Work instructions => Copy everything from "Like Nuru Begum, many" down to "a recent interview." in the article on Rohingya marriage restrictions, substituting "fisherman" for "woodcutter".

Document =>
....................

ROHINGYA YOUNG PEOPLE FLEEING FROM ARAKAN TO GET MARRIED

ROHINGYA YOUNG PEOPLE FLEEING FROM ARAKAN TO GET MARRIED
by -
Kyaw Hla
Kaladan Press- Like countless other young Arakanese women of marriageable age, 24 year old Nuru Begum wants to get married. But, she had to flee from her homeland to Bangladesh to make it possible...

Kaladan Press- Like countless other young Arakanese women of marriageable age, 24 year old Nuru Begum wants to get married. But, she had to flee from her homeland to Bangladesh to make it possible.

“I wish to get married freely in my homeland, northern Arakan, but, when will we get the right to do it …”

Nuru Begum, Rohingya refugee ...

That’s because her father is not rich enough to pay the sizeable bribes required by the military junta’s State Peace and Development Council to secure permission for a Rohingya to marry in Arakan State, since the imposition of marriage restrictions on the Muslim minority several years ago.

Like Nuru Begum, many Rohingya women 18 to 30 are finding it difficult to get married in Arakan. Almost every household has between two and four girls who remain unmarried.

Twenty-four year old Nuru Begum fled to Bangladesh because of marriage restrictions on Rohingya in Arakan State.

Twenty-four year old Nuru Begum fled to Bangladesh because of marriage restrictions on Rohingya in Arakan State.

It is also difficult for them to find good jobs. They cook food in their homes and others make fishing nets

“My father Jamal Hussain is a woodcutter. He takes firewood from the mountain to the market and gets 1,000 Kyats after selling it,” Nuru said in a recent interview.

“I lived with my father, two elder brothers and three younger sisters in Maungdaw Township,” she said, but did not mention the name of the village because her parents live there.

“At the end of October, 2009, I fled to Bangladesh from Burma as I could not get married. This year, I was chosen for marriage by a boy from my village. But Burma’s border security force, Nasaka arrested my father alleging that I had married Abul Kasim without permission. My father was taken to the camp by Nasaka personnel and severely beaten up. Later, they released him after taking a bribe of Kyat 200, 000,” she said.

....................

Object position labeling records
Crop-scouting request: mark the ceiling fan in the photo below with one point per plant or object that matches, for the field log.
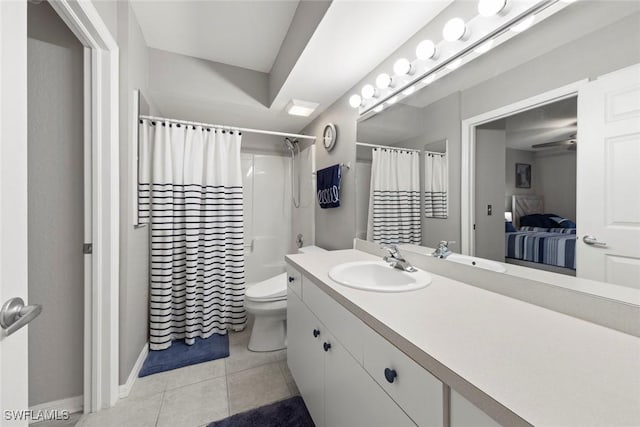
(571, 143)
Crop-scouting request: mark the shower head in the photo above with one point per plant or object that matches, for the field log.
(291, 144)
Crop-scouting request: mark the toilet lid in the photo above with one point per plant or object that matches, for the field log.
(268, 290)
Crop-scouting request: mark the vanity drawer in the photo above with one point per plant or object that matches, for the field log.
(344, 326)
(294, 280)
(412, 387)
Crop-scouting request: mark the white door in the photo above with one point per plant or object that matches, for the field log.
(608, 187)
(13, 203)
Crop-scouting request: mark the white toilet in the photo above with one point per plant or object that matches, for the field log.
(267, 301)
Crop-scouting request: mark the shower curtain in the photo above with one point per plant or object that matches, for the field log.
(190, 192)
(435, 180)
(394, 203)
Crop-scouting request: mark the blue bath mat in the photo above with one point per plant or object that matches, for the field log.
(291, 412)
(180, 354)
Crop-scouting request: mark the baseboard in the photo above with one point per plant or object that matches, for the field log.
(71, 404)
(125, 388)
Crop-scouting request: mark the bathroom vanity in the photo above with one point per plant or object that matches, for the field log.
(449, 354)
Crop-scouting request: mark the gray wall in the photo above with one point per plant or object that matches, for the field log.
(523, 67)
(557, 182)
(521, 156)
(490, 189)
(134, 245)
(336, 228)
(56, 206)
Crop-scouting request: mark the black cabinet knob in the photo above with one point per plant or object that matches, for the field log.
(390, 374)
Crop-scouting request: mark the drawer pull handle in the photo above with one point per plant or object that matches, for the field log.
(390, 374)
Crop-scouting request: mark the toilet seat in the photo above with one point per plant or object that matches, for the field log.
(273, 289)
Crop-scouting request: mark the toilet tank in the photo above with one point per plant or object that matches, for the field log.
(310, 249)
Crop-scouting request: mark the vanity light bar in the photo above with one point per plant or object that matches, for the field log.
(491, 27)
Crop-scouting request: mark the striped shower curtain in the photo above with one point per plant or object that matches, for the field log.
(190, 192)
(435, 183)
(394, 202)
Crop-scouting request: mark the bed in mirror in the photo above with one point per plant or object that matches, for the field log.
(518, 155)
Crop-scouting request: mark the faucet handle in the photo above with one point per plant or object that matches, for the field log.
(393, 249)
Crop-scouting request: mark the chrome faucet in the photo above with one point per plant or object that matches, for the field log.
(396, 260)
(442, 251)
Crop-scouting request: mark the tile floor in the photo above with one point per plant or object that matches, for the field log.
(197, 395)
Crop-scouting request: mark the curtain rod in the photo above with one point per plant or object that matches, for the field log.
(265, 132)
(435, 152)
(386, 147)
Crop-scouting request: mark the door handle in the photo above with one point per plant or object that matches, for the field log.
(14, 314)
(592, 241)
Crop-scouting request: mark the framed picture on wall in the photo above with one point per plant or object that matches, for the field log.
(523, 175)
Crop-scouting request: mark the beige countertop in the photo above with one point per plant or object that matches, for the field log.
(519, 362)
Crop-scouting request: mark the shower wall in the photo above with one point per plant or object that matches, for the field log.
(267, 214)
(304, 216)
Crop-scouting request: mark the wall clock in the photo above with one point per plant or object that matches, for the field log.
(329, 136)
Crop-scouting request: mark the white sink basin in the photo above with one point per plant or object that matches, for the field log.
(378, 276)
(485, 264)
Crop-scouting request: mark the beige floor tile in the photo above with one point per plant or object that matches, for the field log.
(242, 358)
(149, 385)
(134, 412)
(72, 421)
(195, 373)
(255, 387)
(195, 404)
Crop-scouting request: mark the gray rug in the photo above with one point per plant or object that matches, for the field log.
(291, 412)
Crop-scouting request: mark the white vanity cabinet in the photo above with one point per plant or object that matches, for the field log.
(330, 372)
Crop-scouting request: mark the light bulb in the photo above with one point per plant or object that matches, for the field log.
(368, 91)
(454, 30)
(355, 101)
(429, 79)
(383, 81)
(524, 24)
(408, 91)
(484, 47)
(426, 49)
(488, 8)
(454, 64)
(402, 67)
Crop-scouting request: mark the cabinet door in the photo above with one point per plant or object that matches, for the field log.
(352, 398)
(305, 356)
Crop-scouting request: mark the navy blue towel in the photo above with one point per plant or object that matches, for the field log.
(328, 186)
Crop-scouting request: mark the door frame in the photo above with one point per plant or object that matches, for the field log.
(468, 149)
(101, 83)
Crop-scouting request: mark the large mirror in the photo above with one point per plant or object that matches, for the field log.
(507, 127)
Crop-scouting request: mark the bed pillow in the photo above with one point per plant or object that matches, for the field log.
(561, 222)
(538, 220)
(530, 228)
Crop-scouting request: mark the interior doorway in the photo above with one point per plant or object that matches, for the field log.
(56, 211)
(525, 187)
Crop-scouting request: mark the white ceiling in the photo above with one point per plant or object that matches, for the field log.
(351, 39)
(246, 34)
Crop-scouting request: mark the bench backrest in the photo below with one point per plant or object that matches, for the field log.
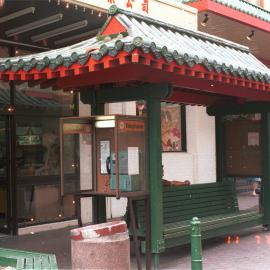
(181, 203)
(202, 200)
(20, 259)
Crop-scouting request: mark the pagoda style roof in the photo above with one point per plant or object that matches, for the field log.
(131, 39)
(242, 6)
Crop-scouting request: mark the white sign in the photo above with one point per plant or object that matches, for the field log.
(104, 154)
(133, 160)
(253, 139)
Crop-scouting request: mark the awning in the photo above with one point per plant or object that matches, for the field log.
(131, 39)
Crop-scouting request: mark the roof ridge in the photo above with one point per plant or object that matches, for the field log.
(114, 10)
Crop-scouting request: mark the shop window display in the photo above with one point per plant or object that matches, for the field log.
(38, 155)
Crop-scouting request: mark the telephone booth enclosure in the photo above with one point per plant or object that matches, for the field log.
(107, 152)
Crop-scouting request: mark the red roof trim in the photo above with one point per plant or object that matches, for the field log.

....................

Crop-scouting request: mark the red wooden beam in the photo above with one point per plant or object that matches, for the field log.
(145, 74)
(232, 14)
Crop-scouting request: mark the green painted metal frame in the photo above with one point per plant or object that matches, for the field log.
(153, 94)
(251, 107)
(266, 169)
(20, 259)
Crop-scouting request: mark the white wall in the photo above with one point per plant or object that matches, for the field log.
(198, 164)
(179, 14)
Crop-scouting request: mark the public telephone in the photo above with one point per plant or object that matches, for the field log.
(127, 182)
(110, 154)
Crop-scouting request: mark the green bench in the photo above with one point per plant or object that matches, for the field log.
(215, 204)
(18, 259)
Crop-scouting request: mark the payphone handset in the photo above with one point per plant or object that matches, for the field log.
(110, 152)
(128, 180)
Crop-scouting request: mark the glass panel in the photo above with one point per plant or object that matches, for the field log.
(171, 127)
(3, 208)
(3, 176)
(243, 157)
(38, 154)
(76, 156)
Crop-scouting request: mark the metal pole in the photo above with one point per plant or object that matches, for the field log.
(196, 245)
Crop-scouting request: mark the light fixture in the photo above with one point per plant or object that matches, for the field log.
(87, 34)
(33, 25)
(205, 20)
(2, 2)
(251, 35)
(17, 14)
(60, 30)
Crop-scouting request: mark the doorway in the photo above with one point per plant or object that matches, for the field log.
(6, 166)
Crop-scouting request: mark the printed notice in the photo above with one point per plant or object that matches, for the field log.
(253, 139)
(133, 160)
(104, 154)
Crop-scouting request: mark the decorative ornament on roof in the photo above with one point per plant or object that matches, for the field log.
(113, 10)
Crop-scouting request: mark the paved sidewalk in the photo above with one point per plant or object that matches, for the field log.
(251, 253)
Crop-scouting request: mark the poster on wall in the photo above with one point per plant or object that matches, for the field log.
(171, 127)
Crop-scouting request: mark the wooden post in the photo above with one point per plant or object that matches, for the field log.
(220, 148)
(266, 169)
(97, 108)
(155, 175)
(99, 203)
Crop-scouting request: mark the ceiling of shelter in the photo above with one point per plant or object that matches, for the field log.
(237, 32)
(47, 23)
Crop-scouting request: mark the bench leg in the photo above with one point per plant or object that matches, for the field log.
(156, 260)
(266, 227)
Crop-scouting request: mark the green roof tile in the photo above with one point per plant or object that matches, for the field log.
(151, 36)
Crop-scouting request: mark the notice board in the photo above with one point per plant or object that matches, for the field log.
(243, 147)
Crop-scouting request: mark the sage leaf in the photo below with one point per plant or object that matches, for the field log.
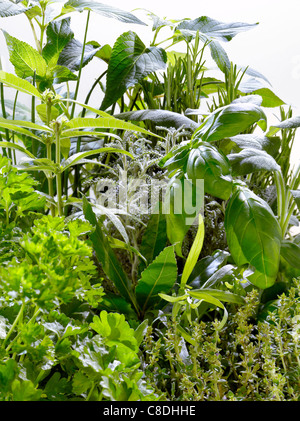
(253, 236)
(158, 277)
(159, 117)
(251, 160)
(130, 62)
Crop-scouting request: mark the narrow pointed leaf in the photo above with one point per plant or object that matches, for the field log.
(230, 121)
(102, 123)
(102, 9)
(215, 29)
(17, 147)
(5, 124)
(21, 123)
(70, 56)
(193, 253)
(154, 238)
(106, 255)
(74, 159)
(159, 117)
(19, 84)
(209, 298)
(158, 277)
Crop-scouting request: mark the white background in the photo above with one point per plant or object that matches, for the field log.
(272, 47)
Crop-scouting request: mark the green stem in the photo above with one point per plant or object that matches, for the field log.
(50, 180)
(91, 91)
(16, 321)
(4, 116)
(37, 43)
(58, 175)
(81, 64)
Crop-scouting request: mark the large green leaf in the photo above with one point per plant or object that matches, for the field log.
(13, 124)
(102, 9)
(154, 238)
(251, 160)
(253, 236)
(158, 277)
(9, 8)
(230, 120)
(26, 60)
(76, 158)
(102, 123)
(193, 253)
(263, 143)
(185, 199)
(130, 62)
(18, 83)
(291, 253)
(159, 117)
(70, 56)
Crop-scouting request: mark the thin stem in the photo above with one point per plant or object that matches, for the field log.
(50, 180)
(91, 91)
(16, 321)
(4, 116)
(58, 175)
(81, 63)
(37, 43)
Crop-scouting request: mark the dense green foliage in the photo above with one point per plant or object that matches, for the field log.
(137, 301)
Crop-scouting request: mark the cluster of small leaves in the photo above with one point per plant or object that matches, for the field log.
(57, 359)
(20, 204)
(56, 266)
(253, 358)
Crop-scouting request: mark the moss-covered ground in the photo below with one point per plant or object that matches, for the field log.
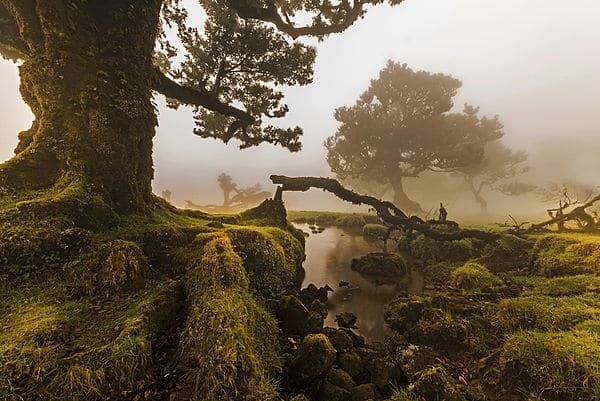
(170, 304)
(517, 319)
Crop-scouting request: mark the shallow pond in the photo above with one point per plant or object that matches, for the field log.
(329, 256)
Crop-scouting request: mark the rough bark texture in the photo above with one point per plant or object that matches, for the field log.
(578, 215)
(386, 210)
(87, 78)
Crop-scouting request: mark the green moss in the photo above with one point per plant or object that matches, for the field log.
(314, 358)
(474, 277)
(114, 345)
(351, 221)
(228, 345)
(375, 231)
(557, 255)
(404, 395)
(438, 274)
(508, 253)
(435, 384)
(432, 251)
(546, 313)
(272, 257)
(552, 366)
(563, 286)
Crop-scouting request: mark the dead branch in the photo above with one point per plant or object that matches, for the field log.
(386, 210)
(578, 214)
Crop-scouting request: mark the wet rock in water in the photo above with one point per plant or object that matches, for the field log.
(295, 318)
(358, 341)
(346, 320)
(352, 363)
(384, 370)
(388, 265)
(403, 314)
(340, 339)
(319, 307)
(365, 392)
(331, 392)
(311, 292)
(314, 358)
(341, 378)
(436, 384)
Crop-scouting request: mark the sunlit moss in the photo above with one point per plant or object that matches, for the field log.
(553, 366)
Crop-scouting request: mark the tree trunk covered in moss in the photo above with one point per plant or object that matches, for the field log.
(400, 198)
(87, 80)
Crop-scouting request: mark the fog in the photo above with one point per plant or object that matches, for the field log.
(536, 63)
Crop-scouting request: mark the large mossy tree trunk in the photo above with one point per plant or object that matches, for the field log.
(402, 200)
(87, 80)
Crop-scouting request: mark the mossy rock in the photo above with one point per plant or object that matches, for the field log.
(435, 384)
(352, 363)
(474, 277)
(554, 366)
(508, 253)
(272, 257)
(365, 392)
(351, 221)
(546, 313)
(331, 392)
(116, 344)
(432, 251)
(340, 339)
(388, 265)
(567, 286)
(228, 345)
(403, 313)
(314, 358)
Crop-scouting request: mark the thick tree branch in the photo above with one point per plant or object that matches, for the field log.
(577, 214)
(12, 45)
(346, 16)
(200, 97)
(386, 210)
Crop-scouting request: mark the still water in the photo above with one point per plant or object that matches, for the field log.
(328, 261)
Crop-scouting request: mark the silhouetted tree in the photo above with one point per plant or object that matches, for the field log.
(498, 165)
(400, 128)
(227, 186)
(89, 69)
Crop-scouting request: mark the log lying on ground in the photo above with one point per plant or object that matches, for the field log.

....................

Response to the exercise =>
Like Nuru Begum, many Rohingya women 18 to 30 are finding it difficult to get married in Arakan. Almost every household has between two and four girls who remain unmarried.

Twenty-four year old Nuru Begum fled to Bangladesh because of marriage restrictions on Rohingya in Arakan State.

Twenty-four year old Nuru Begum fled to Bangladesh because of marriage restrictions on Rohingya in Arakan State.

It is also difficult for them to find good jobs. They cook food in their homes and others make fishing nets

“My father Jamal Hussain is a fisherman. He takes firewood from the mountain to the market and gets 1,000 Kyats after selling it,” Nuru said in a recent interview.